**EXERCISE GOAL**
Once you have checked the records that follow, state how many of their lines hold "segment", giving the number only.

(Stored records)
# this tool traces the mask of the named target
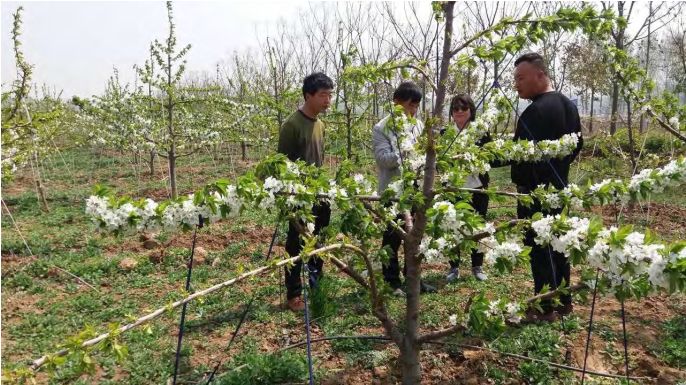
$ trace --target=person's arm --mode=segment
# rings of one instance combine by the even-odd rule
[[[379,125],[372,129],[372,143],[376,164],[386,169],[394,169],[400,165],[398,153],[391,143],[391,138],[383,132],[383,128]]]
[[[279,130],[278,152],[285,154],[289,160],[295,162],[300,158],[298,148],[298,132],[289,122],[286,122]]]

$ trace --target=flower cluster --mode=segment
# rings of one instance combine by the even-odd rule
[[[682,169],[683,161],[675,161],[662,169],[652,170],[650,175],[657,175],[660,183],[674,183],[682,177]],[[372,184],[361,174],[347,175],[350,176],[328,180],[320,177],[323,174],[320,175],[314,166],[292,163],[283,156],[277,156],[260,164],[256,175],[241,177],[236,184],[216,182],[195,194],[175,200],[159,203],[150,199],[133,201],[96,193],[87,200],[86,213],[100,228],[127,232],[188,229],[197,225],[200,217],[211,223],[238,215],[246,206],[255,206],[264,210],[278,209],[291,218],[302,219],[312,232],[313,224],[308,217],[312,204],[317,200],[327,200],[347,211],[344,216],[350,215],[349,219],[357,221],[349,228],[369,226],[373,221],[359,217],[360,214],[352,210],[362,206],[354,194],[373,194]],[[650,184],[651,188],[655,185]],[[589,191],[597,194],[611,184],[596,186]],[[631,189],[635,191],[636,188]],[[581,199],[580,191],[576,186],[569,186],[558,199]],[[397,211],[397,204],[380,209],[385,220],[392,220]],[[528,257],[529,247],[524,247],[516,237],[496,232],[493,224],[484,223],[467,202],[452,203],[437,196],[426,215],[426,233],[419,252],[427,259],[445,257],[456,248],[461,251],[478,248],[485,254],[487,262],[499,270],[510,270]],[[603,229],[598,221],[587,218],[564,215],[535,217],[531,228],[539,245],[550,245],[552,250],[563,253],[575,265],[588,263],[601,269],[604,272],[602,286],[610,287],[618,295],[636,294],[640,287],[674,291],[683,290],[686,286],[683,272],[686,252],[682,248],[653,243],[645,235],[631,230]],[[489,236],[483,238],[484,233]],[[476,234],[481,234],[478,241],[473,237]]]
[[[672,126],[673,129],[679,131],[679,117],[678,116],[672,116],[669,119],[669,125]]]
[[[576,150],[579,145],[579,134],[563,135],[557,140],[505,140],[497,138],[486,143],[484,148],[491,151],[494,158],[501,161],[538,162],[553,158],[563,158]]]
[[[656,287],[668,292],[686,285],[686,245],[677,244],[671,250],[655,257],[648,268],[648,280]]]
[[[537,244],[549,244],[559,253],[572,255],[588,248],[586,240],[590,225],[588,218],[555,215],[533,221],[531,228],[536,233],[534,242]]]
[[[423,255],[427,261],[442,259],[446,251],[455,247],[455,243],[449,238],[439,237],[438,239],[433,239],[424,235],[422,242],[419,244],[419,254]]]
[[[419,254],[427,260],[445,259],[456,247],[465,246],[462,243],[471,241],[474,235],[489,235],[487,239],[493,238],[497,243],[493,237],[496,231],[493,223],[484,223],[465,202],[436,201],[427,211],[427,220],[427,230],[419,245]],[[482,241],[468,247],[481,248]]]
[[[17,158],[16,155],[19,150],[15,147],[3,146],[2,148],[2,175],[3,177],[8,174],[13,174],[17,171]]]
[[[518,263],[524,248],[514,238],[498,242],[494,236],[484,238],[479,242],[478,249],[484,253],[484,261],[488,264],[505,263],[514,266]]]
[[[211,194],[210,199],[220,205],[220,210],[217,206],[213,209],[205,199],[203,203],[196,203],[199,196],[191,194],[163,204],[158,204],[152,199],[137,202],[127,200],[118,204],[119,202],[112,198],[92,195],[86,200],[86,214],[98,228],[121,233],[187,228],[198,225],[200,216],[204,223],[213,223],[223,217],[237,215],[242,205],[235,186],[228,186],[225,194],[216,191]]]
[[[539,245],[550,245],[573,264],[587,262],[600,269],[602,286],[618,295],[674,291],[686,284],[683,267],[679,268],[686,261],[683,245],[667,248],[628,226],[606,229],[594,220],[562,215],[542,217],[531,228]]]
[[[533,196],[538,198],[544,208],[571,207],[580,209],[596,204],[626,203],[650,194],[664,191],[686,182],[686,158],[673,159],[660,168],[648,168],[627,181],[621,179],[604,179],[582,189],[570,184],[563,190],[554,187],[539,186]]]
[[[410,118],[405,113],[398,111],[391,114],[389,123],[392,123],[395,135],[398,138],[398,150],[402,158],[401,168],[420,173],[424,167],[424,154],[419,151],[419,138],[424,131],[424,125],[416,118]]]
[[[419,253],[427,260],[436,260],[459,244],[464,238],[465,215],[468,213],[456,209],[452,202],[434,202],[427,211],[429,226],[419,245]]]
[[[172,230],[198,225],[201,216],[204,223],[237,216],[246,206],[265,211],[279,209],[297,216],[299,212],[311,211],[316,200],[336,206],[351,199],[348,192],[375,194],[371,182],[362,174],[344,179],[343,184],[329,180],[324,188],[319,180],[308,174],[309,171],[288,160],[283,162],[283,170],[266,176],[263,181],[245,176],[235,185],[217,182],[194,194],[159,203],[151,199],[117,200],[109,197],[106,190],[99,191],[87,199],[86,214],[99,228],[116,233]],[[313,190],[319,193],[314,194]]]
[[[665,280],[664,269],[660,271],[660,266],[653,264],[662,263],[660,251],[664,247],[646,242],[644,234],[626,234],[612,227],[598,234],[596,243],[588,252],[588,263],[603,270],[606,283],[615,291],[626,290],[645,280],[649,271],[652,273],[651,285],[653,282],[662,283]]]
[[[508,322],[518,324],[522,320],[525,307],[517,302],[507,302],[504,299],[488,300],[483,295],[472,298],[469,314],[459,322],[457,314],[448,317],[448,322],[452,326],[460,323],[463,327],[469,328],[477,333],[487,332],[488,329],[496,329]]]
==
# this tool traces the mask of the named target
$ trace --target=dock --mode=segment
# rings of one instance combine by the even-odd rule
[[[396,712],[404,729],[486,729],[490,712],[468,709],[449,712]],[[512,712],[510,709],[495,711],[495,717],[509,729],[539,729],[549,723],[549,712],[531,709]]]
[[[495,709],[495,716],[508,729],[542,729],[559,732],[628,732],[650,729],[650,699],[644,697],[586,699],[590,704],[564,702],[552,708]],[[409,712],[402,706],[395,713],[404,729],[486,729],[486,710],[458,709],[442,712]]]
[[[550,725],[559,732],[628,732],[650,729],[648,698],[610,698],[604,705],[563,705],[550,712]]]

**REPLY**
3